- _What the exercise asks_
Find each line in the rows below that contains the word "police" and copy those lines out.

- _Available data_
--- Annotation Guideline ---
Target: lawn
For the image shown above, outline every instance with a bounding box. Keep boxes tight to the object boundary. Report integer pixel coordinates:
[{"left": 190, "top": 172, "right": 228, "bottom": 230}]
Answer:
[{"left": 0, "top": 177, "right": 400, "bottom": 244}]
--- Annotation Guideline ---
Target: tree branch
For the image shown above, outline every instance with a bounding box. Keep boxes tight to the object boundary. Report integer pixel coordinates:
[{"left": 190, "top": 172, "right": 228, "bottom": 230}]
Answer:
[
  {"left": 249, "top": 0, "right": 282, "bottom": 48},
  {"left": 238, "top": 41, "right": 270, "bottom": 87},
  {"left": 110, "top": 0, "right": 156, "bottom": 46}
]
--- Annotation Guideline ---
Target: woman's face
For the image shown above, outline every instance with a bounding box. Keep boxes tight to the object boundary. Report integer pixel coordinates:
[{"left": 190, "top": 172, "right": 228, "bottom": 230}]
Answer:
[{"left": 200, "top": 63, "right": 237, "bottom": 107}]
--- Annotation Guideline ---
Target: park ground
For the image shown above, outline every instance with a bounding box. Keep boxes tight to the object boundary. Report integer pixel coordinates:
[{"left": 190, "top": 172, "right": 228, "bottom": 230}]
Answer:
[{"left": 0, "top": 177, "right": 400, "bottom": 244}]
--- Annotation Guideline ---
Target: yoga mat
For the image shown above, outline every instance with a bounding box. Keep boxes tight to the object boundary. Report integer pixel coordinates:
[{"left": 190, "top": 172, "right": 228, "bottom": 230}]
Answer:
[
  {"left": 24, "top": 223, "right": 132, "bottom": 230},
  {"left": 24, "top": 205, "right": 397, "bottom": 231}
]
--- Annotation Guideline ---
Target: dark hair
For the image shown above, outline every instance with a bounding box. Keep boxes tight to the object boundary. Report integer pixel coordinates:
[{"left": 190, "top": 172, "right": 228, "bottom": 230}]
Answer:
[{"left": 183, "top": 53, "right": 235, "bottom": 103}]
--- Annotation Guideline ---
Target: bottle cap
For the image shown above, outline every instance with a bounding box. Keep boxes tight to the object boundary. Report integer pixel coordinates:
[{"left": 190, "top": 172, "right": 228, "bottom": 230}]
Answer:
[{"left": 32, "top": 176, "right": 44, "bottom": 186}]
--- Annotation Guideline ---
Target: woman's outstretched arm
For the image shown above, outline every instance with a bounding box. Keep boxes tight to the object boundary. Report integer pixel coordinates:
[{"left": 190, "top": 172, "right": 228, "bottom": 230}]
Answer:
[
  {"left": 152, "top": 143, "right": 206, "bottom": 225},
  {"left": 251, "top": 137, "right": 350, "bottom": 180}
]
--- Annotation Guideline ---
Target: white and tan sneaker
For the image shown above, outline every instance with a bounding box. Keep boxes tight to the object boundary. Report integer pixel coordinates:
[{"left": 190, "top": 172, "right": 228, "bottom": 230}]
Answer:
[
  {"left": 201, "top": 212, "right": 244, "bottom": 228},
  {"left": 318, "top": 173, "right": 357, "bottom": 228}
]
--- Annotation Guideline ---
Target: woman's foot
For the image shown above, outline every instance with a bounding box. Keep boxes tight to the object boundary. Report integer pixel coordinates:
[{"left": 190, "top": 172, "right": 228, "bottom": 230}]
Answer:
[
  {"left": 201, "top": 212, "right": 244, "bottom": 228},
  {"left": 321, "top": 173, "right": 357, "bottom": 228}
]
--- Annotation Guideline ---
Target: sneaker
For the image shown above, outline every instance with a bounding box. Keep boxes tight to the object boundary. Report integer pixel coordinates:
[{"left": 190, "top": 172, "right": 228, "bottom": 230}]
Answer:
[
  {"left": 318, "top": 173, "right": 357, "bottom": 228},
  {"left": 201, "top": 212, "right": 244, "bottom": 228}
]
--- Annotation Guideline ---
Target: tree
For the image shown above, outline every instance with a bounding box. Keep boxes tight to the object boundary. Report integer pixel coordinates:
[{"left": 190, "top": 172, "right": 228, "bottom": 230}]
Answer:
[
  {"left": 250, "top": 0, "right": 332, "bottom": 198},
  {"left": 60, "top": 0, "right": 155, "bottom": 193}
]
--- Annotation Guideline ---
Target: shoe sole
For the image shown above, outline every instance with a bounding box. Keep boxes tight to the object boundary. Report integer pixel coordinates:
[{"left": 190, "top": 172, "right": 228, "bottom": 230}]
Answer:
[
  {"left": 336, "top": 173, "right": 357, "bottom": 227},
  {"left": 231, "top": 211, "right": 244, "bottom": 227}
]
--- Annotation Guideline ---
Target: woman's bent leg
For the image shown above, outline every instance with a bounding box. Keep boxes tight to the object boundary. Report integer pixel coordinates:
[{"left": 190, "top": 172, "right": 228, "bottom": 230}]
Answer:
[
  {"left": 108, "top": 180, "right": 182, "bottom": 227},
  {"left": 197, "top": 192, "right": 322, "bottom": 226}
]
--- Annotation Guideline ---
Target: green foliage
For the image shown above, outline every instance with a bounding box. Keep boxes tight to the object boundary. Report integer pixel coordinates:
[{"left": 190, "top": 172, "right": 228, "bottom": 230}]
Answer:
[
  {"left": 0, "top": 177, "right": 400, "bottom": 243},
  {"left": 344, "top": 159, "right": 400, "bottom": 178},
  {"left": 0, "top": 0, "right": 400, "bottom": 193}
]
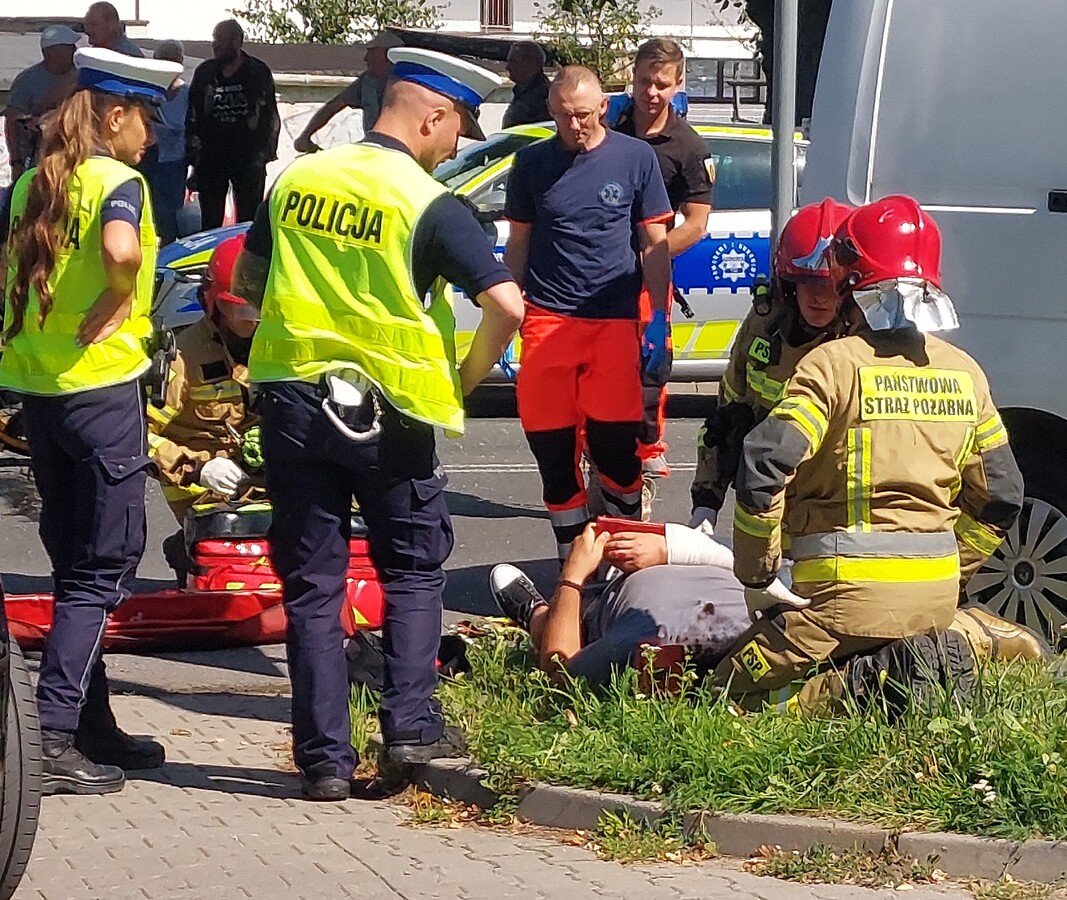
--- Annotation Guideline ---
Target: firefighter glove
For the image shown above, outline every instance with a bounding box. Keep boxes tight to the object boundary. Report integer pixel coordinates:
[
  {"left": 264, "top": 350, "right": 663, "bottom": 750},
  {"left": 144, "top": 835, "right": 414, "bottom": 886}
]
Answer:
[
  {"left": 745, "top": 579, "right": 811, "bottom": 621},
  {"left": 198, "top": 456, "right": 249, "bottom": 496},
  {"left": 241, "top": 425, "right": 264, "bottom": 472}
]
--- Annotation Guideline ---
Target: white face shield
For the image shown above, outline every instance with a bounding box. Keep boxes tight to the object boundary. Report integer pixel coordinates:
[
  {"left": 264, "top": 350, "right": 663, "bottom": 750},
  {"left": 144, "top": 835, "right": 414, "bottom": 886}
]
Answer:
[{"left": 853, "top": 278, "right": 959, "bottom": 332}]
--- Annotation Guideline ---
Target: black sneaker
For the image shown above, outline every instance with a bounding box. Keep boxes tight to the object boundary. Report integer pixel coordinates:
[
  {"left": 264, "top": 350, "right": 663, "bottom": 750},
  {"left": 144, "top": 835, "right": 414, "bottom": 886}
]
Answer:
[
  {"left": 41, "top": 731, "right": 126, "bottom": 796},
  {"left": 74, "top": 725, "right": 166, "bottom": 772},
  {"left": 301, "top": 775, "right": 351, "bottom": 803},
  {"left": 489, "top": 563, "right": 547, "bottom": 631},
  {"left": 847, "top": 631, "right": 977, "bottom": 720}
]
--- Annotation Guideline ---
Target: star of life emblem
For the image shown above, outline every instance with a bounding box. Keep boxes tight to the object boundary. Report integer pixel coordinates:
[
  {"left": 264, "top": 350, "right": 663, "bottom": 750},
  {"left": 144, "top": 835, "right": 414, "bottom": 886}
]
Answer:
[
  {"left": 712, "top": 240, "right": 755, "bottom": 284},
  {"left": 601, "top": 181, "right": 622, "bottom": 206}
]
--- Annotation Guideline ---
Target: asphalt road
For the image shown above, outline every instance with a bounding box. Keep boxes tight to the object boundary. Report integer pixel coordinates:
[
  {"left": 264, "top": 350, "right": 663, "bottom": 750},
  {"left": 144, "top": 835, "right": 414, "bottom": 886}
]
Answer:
--
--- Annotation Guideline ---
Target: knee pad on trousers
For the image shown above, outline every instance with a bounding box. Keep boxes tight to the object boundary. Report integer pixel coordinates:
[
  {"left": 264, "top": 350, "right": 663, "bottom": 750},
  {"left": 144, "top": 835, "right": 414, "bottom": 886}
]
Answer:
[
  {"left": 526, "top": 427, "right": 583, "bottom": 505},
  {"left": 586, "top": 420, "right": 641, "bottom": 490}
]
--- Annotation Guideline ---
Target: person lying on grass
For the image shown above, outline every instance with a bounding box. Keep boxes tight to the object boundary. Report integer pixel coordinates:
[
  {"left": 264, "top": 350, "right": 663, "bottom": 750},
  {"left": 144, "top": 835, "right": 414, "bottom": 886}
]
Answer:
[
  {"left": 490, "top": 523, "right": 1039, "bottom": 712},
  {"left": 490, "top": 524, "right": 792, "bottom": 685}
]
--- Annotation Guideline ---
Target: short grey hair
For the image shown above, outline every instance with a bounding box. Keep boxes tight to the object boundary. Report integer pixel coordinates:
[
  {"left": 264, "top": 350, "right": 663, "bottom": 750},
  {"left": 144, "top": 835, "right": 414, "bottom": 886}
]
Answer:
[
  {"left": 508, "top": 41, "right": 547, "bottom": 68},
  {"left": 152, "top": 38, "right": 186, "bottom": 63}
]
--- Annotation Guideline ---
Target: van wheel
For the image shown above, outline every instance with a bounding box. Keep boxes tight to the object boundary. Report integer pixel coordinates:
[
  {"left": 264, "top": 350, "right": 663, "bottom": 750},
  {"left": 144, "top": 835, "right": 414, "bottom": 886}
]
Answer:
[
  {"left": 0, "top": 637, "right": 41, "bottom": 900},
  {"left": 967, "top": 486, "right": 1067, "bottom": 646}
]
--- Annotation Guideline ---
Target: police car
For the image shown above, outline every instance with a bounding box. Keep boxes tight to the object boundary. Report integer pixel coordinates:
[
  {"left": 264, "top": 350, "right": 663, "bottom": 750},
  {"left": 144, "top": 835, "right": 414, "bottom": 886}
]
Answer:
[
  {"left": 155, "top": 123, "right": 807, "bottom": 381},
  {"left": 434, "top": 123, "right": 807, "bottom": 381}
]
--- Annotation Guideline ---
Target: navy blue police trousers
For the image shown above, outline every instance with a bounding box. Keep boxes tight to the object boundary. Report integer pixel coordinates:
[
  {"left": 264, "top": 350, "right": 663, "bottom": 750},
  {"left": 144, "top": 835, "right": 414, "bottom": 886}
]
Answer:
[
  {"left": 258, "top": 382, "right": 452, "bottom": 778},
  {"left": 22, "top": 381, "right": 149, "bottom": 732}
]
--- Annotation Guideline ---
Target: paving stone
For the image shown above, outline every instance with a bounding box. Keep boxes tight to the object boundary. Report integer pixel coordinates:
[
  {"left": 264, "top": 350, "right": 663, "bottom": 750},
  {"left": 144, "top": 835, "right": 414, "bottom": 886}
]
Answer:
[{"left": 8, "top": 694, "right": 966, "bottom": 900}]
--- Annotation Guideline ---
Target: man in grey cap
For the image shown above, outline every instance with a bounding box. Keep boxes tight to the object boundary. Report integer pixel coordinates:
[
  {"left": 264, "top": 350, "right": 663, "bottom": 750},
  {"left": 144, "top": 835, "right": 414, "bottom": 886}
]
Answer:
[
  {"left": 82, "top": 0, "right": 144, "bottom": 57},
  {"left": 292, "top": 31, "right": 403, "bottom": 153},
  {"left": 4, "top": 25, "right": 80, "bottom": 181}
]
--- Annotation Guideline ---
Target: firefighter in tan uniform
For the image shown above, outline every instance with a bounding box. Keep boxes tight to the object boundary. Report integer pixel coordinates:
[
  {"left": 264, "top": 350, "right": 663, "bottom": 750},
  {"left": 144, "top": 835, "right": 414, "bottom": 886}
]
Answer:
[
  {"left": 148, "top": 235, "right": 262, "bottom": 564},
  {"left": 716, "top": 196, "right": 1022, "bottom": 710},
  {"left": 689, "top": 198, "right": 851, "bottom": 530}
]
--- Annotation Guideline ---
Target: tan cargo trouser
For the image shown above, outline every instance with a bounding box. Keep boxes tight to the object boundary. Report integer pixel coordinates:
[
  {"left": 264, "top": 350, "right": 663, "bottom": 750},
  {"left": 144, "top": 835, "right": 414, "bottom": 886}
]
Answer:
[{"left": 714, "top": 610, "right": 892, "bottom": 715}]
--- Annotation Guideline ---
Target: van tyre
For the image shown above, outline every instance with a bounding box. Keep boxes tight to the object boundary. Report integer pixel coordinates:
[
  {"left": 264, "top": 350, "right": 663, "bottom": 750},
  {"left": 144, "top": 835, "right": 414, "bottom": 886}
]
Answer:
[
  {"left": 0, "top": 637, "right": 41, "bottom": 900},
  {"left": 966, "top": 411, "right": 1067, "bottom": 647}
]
==
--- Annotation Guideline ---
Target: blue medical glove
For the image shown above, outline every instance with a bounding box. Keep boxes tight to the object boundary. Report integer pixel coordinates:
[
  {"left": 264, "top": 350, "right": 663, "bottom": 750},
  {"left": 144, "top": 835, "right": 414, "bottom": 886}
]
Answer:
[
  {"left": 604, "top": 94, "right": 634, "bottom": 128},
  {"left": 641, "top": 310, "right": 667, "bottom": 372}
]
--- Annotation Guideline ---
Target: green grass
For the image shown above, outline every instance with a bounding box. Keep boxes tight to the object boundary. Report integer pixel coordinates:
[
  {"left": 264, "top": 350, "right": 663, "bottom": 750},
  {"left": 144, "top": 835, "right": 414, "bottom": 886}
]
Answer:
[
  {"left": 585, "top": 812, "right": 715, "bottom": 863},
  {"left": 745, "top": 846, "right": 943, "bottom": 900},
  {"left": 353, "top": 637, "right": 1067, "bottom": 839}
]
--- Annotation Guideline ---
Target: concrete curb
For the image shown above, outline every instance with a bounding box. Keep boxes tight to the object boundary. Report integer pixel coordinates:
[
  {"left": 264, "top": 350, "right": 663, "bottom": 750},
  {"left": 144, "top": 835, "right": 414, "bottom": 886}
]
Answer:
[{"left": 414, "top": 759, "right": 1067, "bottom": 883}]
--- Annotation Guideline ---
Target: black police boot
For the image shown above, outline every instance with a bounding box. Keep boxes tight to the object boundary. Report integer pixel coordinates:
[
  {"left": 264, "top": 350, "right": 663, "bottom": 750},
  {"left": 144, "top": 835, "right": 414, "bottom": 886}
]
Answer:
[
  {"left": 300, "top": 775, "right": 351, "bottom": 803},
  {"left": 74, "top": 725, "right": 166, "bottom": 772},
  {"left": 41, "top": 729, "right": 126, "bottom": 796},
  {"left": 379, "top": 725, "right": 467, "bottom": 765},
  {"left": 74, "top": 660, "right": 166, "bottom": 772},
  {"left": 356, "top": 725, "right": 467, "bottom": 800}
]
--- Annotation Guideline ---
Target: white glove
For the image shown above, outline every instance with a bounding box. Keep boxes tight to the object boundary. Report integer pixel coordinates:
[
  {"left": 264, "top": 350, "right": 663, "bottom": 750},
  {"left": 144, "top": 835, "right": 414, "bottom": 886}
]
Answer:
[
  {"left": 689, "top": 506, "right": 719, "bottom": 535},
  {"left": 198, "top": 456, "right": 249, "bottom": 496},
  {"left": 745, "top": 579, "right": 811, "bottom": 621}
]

- _Exercise solution_
Target: police car
Target: navy blue police trousers
Target: black police boot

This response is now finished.